## PROVIDED TEXT
*** Begin section ***

Frankenstein’s monster was brought to life by the judicious application of a little electricity; and a surprising number of processes in our bodies are regulated by electrical currents too. Now, researchers from Japan reveal that electricity just may play a key role in male fertility.

In a study recently published in Nature Communications, researchers from Osaka University have revealed that a protein whose activity is dependent on electrical signals plays a crucial part in sperm development.

Sperm go through a developmental process as they move through the male reproductive system that allows them to mature and acquire the ability to fertilize an egg. Part of this process involves changing the types of lipids, or fatty molecules, that are present in sperm cell membranes. These changes are enacted by enzymes, which have to be activated at a specific point in the sperm development timeline.

*** End section ***

## TASKS
**A)** In the passage on sperm development, in which journal was the Osaka University study published?
**B)** Extend the passage on sperm development, picking up after its final sentence.
The entries that come next are drawn from a separate source.

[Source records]
*** Begin section ***

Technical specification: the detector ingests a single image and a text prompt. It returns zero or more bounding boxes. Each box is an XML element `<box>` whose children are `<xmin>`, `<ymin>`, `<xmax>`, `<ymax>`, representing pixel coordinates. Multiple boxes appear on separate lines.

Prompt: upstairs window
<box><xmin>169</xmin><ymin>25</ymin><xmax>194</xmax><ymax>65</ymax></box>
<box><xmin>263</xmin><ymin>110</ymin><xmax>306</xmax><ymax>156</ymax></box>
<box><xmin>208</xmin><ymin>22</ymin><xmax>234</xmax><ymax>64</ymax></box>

*** End section ***

## ANSWERS TO THE TASKS
**A)** Nature Communications.

**B)**
“We recently identified the functional expression of an unusual voltage-sensing phosphatase (VSP) in spermatozoa. This unique protein shows phosphatase activity in response to changes in cell membrane potential,” says lead author of the study Takafumi Kawai. “However, it remained unclear whether VSP senses the membrane potential of spermatozoa, and if so, how this affects spermatozoa maturation.”

To explore this, the researchers eliminated VSP expression in mouse sperm. They then evaluated the lipid content of the sperm cell membranes at different stages of sperm development in the cells without VSP compared with cells with VSP.

“The results were very clear,” states Yasushi Okamura, senior author. “In the absence of VSP, the certain membrane lipid composition was not completely matured in spermatozoa, suggesting that VSP is required for proper spermatozoa development.”

Next, the researchers created a mutant version of VSP that changed its responsiveness to electrical stimulation and tested the effects of this mutant in mice. Compared with normal mice, sperm from the mice expressing the mutant protein were noticeably abnormal in motility.

“Our findings show that, in developing sperm, VSP responds to electrical signals by promoting appropriate maturation of the cell membrane,” says Kawai.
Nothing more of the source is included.